To do> Write out the stretch of the book review below from "It’s a nice" through "like a text.", word for word.

Text for analysis>

9781588362636To posit the matter as a cliche: As a novelist, Jim Lehrer makes an excellent journalist. In No Certain Rest, he sets out to create a modern conflict with the 130-year-old battle of Antietam as the centerpiece. National Park Service Archeologist Don Spaniel uncovers the remains of a union soldier on private land on a hill somewhat removed from the battlefield and on private land, which explains why it’s lain so long undiscovered. The bones and certain artifacts in the grave lead him on a quest to find the identity of the body and clear up certain irregularities in the apparent manner of death. The search leads him to a small town in Connecticut where the soldier in question has been lionized ever since the war and where families of the man and his cohorts have maintained a solid prominence.

It’s a nice setup, and Lehrer does a superb job of dissecting the battle. He invents a amateur historian/military  guy who walks us through the whole awful battle minute by minute. It’s a horrible story, the worst one day slaughter–some 75,000 me–in the war and in American history. It’s the story of a bumbling union general (Burnside) who sent men over a narrow bridge into fusillades  from a promontory above them when they could have waded across the creek. Burnside’s was just the worst of the errors made that day that allowed Lee to escape and the war to continue for three more years. A stirring tale, but it reads like a text.

Record extracts>
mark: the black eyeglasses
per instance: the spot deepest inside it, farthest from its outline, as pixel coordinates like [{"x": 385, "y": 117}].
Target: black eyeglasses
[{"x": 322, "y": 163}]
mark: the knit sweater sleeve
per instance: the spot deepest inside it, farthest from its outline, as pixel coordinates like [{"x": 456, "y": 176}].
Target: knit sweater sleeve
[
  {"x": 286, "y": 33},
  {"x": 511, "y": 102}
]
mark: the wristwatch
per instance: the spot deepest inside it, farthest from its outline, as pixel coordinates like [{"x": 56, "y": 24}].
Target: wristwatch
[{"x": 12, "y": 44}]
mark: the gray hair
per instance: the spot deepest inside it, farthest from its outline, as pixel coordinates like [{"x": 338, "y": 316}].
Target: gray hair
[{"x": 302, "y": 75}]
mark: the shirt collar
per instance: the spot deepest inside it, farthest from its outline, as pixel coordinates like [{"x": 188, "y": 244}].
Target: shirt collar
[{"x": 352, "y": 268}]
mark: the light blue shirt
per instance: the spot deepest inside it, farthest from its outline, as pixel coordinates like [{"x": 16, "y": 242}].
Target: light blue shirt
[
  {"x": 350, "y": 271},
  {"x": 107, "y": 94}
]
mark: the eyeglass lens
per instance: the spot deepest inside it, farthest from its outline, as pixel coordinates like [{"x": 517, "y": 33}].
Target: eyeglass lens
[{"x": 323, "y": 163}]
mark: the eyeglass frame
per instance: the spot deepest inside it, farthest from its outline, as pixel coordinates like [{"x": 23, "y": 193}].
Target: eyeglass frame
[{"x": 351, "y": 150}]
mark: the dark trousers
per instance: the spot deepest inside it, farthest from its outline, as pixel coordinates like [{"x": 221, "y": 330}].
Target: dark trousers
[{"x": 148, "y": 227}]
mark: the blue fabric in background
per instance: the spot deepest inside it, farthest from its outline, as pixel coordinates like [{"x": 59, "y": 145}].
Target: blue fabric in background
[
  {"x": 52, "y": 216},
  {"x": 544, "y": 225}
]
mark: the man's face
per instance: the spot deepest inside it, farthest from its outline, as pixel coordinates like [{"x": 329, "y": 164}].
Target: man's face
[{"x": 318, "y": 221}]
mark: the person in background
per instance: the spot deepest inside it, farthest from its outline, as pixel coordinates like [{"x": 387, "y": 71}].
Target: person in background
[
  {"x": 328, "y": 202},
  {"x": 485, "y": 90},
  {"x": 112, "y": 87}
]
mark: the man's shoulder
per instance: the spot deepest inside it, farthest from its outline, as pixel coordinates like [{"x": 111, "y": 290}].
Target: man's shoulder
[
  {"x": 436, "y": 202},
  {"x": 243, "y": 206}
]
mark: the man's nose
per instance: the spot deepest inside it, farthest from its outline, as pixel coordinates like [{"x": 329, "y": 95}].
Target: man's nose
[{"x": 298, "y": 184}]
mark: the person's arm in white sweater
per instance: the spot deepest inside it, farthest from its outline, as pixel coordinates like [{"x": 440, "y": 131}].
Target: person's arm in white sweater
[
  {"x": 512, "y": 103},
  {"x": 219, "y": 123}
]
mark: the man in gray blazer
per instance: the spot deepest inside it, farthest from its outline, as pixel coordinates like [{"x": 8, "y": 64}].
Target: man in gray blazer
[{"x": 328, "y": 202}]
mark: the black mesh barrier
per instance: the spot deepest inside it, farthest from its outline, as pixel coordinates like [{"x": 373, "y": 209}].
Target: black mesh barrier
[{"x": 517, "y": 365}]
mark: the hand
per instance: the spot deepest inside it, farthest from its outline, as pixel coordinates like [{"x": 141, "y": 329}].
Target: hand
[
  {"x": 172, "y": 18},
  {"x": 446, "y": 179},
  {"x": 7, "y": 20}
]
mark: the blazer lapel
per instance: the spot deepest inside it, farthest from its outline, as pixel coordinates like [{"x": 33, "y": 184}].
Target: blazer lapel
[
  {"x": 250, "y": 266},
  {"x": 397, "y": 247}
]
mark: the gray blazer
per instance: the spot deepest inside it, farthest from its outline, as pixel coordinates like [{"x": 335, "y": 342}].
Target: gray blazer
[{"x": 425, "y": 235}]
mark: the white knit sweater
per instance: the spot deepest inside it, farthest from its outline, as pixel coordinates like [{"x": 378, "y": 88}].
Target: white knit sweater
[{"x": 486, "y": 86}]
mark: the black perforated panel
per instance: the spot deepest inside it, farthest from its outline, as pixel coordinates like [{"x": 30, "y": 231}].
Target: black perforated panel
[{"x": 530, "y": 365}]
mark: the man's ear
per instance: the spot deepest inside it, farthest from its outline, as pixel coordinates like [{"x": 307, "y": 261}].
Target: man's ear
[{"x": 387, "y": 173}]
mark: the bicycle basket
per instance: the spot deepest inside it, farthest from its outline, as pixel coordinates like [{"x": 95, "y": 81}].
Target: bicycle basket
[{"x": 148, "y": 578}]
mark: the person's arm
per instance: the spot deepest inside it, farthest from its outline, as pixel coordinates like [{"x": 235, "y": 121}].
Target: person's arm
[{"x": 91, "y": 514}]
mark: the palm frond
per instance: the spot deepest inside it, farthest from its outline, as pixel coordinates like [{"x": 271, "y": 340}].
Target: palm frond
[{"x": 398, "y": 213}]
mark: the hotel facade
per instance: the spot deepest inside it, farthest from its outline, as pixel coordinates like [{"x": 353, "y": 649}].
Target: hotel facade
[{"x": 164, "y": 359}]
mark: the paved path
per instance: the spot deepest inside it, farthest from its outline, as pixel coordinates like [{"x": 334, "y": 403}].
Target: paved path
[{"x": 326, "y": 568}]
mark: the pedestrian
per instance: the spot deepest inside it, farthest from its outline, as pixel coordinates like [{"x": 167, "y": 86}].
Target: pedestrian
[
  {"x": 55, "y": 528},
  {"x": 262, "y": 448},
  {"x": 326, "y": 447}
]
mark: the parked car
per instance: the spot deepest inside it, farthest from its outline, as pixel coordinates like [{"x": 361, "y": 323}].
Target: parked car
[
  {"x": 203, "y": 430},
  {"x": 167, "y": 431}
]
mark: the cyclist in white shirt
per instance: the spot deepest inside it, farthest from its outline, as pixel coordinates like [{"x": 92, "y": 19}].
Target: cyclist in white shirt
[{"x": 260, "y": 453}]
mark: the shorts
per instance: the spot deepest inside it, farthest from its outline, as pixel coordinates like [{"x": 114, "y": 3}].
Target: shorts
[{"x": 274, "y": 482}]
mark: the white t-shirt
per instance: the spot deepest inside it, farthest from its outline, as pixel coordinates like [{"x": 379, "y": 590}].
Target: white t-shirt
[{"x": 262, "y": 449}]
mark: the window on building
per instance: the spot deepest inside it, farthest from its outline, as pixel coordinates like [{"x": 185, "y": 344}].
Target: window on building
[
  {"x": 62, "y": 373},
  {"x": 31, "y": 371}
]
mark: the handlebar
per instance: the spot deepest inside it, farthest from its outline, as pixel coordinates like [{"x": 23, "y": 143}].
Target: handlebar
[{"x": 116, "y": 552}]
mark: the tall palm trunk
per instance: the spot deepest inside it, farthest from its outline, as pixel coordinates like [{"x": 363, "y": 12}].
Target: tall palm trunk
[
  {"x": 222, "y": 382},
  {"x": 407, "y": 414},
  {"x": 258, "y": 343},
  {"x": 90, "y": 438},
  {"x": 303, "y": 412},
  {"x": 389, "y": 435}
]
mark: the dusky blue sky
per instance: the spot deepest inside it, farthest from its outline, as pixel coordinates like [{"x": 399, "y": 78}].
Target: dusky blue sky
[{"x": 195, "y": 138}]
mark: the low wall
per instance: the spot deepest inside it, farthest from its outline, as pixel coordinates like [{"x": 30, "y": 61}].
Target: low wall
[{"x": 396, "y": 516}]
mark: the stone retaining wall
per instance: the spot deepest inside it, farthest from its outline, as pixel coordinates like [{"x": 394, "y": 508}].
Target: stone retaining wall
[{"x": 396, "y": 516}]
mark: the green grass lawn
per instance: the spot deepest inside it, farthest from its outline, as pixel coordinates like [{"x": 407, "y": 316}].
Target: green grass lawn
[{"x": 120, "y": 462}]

Response>
It’s a nice setup, and Lehrer does a superb job of dissecting the battle. He invents a amateur historian/military  guy who walks us through the whole awful battle minute by minute. It’s a horrible story, the worst one day slaughter–some 75,000 me–in the war and in American history. It’s the story of a bumbling union general (Burnside) who sent men over a narrow bridge into fusillades  from a promontory above them when they could have waded across the creek. Burnside’s was just the worst of the errors made that day that allowed Lee to escape and the war to continue for three more years. A stirring tale, but it reads like a text.